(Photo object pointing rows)
────────────────
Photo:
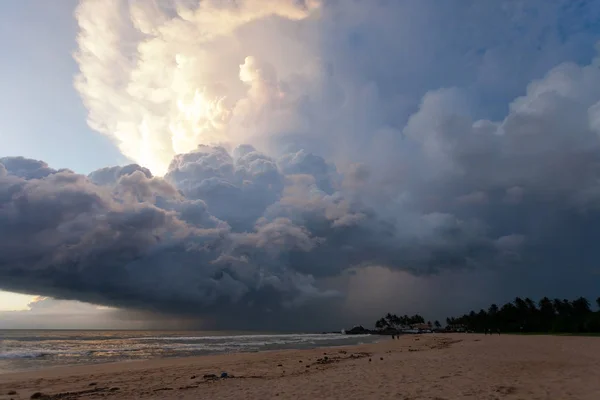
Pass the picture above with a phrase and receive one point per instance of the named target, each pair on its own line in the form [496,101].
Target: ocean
[22,350]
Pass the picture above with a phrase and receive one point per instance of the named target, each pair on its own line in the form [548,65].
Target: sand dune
[460,366]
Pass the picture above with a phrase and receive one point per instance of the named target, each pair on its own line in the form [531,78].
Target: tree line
[392,321]
[524,315]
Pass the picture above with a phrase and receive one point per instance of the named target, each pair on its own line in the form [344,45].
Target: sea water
[22,350]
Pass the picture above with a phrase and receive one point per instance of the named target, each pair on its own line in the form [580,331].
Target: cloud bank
[292,157]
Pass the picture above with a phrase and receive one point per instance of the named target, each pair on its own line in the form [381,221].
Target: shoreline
[430,366]
[176,359]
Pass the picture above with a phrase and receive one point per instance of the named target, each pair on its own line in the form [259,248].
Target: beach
[430,366]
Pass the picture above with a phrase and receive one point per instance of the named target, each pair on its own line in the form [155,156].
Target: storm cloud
[311,163]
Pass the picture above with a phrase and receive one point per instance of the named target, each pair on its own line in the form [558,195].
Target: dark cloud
[417,167]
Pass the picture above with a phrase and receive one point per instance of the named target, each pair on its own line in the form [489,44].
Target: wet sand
[433,366]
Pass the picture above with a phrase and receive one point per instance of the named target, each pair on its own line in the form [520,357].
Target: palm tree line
[521,315]
[392,321]
[524,315]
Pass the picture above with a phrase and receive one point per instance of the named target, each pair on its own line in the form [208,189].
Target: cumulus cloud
[289,152]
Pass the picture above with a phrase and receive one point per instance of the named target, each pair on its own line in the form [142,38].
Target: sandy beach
[434,366]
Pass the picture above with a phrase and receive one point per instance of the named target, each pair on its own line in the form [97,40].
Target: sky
[294,164]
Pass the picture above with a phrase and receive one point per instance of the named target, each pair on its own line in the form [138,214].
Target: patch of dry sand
[436,367]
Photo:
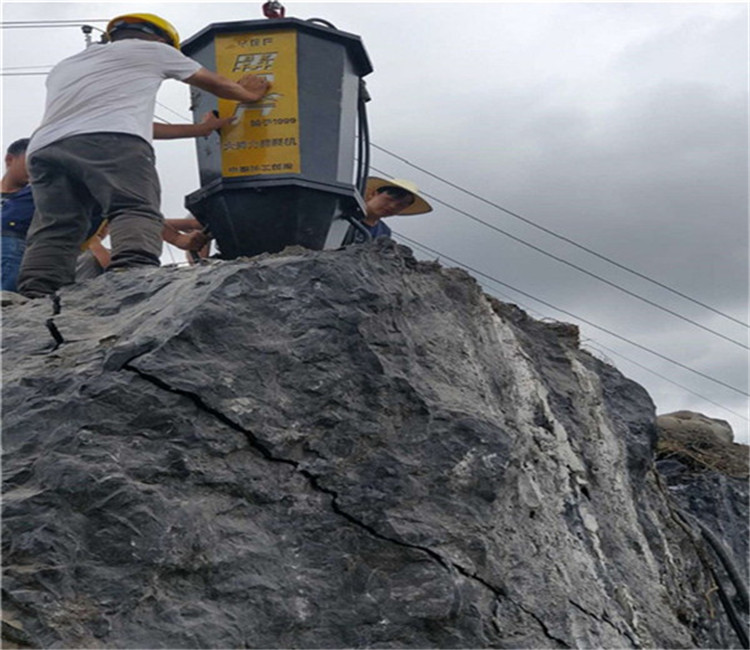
────────────────
• WRITTEN EXERCISE:
Please update the part of the rows that opens with the line containing "the form [259,248]." and runs through the end of the rows, replacing "receive" with "get" and leaving everything else unchanged. Give only that part and leave the pictures out of your answer.

• FULL RESPONSE:
Pass the picture above with a phrase and get one point per instance of the named target, each pair on its own line in the form [259,248].
Target: beach
[430,366]
Pass the picture above with a phrase and get one point per instance of the named target, each pair on its own line in the form [155,156].
Target: storm cloud
[311,163]
Pass the picture above with a phrase and get one point per instance of the named target, each pair on its own line in the form [558,195].
Target: dark cloud
[417,167]
Pass the picture above with a phrase and get one point per instance of the named target, each pair on its own line in the form [489,44].
Target: wet sand
[433,366]
Pass the picture above with a phrase and get one point per instance of the named target, each pair on its own line in the form [520,357].
Target: palm tree line
[521,315]
[392,321]
[524,315]
Pass the picture above with a phrase and get one point per instance of the named target, each pair on its own line in the form [208,189].
Target: cumulus cloud
[289,152]
Pass the picture above with a phrase and get one point per instance of the named target, each pair on its own line in the form [142,38].
Target: sandy beach
[434,366]
Pass the picture above with a phrase and get one point per instance of the named target, each pair on its own line in the form [97,40].
Target: sky
[294,164]
Pass the picture above with a phrase and get one point per instance of the named target, each pair on its own line in the form [138,214].
Target: patch of dry sand
[436,367]
Photo:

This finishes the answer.